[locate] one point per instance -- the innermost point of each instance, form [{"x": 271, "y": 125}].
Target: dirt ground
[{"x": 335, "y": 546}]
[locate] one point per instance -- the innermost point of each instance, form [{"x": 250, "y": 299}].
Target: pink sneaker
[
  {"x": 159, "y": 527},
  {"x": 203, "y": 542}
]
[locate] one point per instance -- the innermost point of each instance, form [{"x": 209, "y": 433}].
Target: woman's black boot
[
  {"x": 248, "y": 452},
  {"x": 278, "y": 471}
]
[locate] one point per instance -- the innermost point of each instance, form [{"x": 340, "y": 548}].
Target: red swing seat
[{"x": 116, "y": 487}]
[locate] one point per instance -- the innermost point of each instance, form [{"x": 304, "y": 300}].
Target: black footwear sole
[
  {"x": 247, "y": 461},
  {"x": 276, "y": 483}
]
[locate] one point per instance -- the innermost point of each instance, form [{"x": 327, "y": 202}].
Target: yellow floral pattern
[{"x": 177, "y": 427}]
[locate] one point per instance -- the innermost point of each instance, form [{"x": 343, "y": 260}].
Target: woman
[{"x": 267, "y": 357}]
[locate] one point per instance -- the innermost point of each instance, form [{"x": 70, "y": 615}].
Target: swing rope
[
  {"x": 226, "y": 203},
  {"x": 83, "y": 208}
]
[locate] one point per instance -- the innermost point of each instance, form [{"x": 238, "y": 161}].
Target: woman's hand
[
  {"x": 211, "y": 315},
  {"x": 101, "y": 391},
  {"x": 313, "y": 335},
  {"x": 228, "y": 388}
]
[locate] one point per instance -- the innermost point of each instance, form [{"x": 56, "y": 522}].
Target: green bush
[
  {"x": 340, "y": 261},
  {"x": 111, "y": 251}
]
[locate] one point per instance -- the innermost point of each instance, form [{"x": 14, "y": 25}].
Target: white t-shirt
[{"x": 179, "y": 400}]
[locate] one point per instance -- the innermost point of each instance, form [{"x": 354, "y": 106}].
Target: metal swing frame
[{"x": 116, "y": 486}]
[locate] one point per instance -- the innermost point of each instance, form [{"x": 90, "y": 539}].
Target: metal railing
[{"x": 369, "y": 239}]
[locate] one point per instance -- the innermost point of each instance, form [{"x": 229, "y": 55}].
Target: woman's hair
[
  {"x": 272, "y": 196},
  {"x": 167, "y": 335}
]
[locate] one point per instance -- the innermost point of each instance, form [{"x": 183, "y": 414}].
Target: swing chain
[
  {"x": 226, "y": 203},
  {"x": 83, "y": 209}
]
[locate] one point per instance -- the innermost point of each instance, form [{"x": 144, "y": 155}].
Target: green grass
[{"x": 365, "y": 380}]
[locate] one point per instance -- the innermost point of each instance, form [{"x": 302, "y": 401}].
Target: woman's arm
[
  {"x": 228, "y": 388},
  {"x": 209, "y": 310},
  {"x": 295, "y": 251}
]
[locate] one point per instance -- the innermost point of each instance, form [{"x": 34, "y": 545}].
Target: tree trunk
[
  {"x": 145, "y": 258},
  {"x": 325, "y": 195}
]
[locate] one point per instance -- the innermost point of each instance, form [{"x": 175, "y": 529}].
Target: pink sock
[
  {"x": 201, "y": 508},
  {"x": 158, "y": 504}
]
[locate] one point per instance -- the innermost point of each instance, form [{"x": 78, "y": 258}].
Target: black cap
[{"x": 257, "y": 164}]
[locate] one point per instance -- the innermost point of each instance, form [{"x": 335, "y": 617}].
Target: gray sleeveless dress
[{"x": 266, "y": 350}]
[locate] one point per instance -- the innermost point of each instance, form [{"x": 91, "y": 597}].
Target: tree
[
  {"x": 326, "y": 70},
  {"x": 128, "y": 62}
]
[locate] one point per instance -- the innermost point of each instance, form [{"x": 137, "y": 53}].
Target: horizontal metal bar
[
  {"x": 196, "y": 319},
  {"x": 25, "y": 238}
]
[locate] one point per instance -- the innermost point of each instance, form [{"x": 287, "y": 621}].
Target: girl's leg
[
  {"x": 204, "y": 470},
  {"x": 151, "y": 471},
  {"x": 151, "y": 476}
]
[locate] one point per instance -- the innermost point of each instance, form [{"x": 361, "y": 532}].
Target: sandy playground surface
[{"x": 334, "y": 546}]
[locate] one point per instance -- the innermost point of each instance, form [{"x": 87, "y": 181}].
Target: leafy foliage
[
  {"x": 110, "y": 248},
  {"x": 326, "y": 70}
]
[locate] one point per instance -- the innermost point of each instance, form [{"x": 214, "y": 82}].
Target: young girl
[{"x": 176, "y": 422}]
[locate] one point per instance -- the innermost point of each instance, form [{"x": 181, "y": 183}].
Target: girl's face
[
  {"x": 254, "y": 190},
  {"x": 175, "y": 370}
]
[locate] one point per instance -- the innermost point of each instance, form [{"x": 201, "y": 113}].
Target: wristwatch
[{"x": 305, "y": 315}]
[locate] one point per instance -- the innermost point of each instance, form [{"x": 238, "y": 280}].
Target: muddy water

----

Aim of the task
Copy the listing exactly as it stands.

Reply
[locate] one point per instance -- the innermost point of each instance, form [{"x": 271, "y": 125}].
Target: dirt ground
[{"x": 335, "y": 546}]
[locate] one point per instance -- the innermost point of each instance, form [{"x": 250, "y": 299}].
Target: pink sneaker
[
  {"x": 159, "y": 527},
  {"x": 203, "y": 542}
]
[locate] one point per instance -- the innermost point of each instance, form [{"x": 209, "y": 433}].
Target: woman's black boot
[
  {"x": 248, "y": 452},
  {"x": 278, "y": 471}
]
[locate] one point per instance -- the innermost point of each instance, form [{"x": 340, "y": 548}].
Target: red swing seat
[{"x": 116, "y": 487}]
[locate] one point per instance -- the innermost point of each instance, form [{"x": 304, "y": 300}].
Target: black footwear sole
[
  {"x": 247, "y": 461},
  {"x": 276, "y": 483}
]
[locate] one point per instance -- the innermost point of each instance, form [{"x": 327, "y": 202}].
Target: yellow floral pattern
[{"x": 177, "y": 427}]
[locate] one point per instance -- the innermost point of each instance, form [{"x": 343, "y": 260}].
Target: woman
[{"x": 267, "y": 357}]
[locate] one point per instance -- the innermost point of each instance, form [{"x": 70, "y": 615}].
Target: swing rope
[
  {"x": 226, "y": 203},
  {"x": 83, "y": 208}
]
[locate] one point per instance -- the innermost point of each instance, form [{"x": 238, "y": 161}].
Target: woman's hand
[
  {"x": 211, "y": 315},
  {"x": 101, "y": 391},
  {"x": 313, "y": 335},
  {"x": 228, "y": 388}
]
[locate] one point per instance -- the innermost point of each instance, form [{"x": 56, "y": 522}].
Target: green bush
[
  {"x": 340, "y": 261},
  {"x": 111, "y": 251}
]
[locate] one point per instance -- the innermost point of each instance, form [{"x": 14, "y": 25}].
Target: white t-shirt
[{"x": 179, "y": 400}]
[locate] one point per instance -- the innermost point of each instance, form [{"x": 354, "y": 106}].
Target: metal swing frame
[{"x": 116, "y": 486}]
[locate] one point per instance -- the innermost point of each instance, form [{"x": 90, "y": 539}].
Target: metal railing
[{"x": 369, "y": 239}]
[locate] one point per instance -- the innermost point of each instance, form [{"x": 229, "y": 55}].
Target: woman's hair
[
  {"x": 272, "y": 196},
  {"x": 167, "y": 335}
]
[locate] one point per instance -- the innermost point of each instance, form [{"x": 183, "y": 414}].
Target: swing chain
[
  {"x": 226, "y": 203},
  {"x": 83, "y": 209}
]
[locate] one point per instance -- the innermost point of each instance, form [{"x": 144, "y": 155}].
Target: green grass
[{"x": 365, "y": 380}]
[locate] one point per instance -- the innermost point of each instance, form [{"x": 302, "y": 401}].
Target: woman's arm
[
  {"x": 228, "y": 388},
  {"x": 209, "y": 310},
  {"x": 295, "y": 251}
]
[locate] one point per instance -- the innermost point of each instance, form [{"x": 34, "y": 545}].
Target: tree trunk
[
  {"x": 145, "y": 258},
  {"x": 325, "y": 195}
]
[locate] one point per instance -- the innermost point of each instance, form [{"x": 175, "y": 529}].
Target: pink sock
[
  {"x": 201, "y": 508},
  {"x": 158, "y": 504}
]
[locate] one point per instance -- the innermost point of each instance, form [{"x": 78, "y": 258}].
Target: black cap
[{"x": 257, "y": 164}]
[locate] one point per instance -- the innermost point of each instance, form [{"x": 335, "y": 617}].
Target: gray sleeveless dress
[{"x": 266, "y": 350}]
[locate] one point per instance -- the innermost point of each instance, form [{"x": 91, "y": 597}].
Target: tree
[
  {"x": 326, "y": 70},
  {"x": 128, "y": 62}
]
[locate] one point per instance -- the innermost point of each instance, form [{"x": 137, "y": 53}].
Target: horizontal metal bar
[
  {"x": 196, "y": 319},
  {"x": 25, "y": 238}
]
[locate] one point per instance -- the innermost point of each instance, form [{"x": 287, "y": 621}].
Target: girl's leg
[
  {"x": 204, "y": 470},
  {"x": 151, "y": 471},
  {"x": 151, "y": 476}
]
[locate] one point per instance -- the innermost point of each instance, form [{"x": 361, "y": 532}].
Target: sandy playground surface
[{"x": 334, "y": 546}]
[locate] one point per instance -- the innermost point of each instance, form [{"x": 87, "y": 181}].
Target: leafy foliage
[
  {"x": 110, "y": 248},
  {"x": 326, "y": 70}
]
[locate] one point per instance -- the innermost point of each instance, form [{"x": 214, "y": 82}].
Target: young girl
[{"x": 176, "y": 422}]
[locate] one point per instance -- the innermost point of each instance, form [{"x": 181, "y": 183}].
Target: girl's face
[
  {"x": 254, "y": 190},
  {"x": 175, "y": 370}
]
[locate] one point per instance -- the innermost point of each instance, form [{"x": 201, "y": 113}].
Target: wristwatch
[{"x": 305, "y": 315}]
[locate] one point per instance -- the innermost point of each instance, form [{"x": 238, "y": 280}].
Target: muddy water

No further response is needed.